▶ **GIVEN INSTRUCTION**
Revise the listing below by replacing each "thickest part" with "widest part", changing nothing else.

------ DATA FOR PROCESSING

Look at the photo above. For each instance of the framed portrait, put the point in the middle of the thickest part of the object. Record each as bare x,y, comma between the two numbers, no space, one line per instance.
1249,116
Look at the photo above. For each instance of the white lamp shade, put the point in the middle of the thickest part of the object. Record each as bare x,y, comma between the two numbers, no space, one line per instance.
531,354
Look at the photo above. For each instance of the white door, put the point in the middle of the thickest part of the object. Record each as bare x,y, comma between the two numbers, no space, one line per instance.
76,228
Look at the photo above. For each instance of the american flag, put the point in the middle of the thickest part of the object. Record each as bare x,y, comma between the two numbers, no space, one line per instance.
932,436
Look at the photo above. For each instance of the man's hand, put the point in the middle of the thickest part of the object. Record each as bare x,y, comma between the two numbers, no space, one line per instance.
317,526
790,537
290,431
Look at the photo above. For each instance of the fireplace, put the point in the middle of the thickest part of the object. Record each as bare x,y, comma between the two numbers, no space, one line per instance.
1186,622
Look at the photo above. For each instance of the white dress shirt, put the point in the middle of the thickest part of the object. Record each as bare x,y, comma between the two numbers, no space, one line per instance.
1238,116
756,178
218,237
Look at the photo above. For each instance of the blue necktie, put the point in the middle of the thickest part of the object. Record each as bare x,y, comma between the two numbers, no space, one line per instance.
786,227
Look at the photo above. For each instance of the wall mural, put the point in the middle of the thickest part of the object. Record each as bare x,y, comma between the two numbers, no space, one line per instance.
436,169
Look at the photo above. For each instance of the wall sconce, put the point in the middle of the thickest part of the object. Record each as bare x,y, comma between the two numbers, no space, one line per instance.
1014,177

------------

▶ **RESULT OF THE EXERCISE**
Look at the photo above. For each instance of the framed portrait, put the point in the middle of the widest part of the object. Record each as bare x,y, comma between the two numbers, no space, one line per instance.
1249,116
Look at the photo above. For each instance of the white lamp shade, put the point in the middle of the widest part of the object. Record each as bare x,y, comma between the two numbers, no space, one line per instance.
531,354
Look at the photo above. For each instance of the white door, put the point in the middle of the widest part of the object. Record each as bare x,y, comma between the two numbers, no space, one line per instance.
76,228
Look at the photo above. For each instance of the american flag, put the point in the middle of the widest part of the object. Record each as bare x,y, comma between the two numbers, no space, one line per instance.
932,436
Look at the photo above. For each instance of the man's hand, put the point in the middle of the widest part of the object. Record each as bare x,y, comma between the two numbers, no space, one line per instance.
317,526
790,537
290,431
Look at the photo above. For each instance of the fireplace, put the point in the middle of the widest part of the object. Record each as bare x,y, comma between the two numbers, no space, one line per instance.
1186,622
Look at the photo above. For each instance of the white dress shirt, put the point in the middle of the widest part of the object. Record each as bare x,y, comma between the two numbers, no space, one line per instance.
1238,116
756,178
218,237
Look at the photo above. For each instance of the blue necktie, put the point in the middle of the widest part of the object. Record each as bare x,y, comma between the two numbers, no space, one line per instance.
786,227
Look at the photo above. For each instance of the wall mural, put the point in the middle of the widest part of the object. Record each as bare x,y, comma between the two numbers, no space, one line per instance.
436,169
Look at the photo above. For each instance of the wall sconce, put the point in the middle of the widest part of the object. Record each as bare x,y, comma between the two numbers, no space, one line per instance.
1014,177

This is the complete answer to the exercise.